[[ Document segment open ]]
EU-based I3LUNG project applying AI to lung cancer care gets underway

by Stephen Riddle

An EU-funded project that aims to encourage the implementation of artificial intelligence-based personalised care for lung cancer patients – dubbed I3LUNG – has formally launched.

The initiative has been awarded €10 million in backing from the Horizon Europe fund over the next five, and brings together 16 partners from Europe, the US and Israel under the coordination of the Fondazione IRCCS Istituto dei Tumori in Italy.

The overall aim of the I3LUNG project is to develop AI and machine earning tools to help improve survival and quality of life, reduce treatment toxicity, and cut treatment costs for patients with advanced non-small cell lung cancer (NSCLC), the most common form of the disease.

Stage one of the project is to set up an international platform that will gather clinical, radiology images and tumour characteristic data from 2,200 NSCLC patients that will be used to validate AI models. A subgroup of 200 subjects will provide in-depth prospective ‘omics’ data to help identify biomarkers for NSCLC.

A lack of biomarkers has been identified as a key obstacle to predict whether a patient will respond to treatments, particularly cancer immunotherapies that can have impressive results in some cases but fail to work at all in others.

Ultimately, the goal is to develop novel therapeutic guidelines for clinical practice in lung cancer and support the growth of digital diagnostic tools that will allow patients to be tailored to individual patients. If successful, the hope is that the model could be rolled out in additional tumour types.
[[ Document segment closed ]]
[[ Information open ]]
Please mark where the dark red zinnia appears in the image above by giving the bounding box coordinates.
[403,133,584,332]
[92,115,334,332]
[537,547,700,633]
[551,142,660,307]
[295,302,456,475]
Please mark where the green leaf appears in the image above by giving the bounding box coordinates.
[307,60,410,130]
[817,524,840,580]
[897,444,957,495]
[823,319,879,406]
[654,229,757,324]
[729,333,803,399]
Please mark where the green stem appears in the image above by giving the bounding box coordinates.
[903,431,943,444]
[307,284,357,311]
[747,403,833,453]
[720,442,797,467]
[[ Information closed ]]
Assignment:
Extend the article on the I3LUNG lung cancer AI project, picking up right after its final sentence.

Exercise response:
“Modern technology allows us to obtain a great deal of information on tumour biology, but we need to develop appropriate data analysis tools in order to be able to evaluate them all at the same time in their complexity, and to understand the bigger picture,” said Filippo de Braud, head of the medical oncology and haematology departments at the National Cancer Institute in Milan.

Lung cancer was the leading cause for cancer deaths in men and the second for women in 2020, with 370,000 deaths in Europe alone.

A team from the Politecnico di Milano, which combines computer science and biomedical engineering experts, is taking the lead on the AI elements of the project in collaboration with ML Cube, a company that spun out of the university in 2020.

One aspect of the project will be to develop the platform for use on “everyday devices that will enhance the relationship with the patient,” according to Alessandro Nuara, chief technology officer at ML Cube.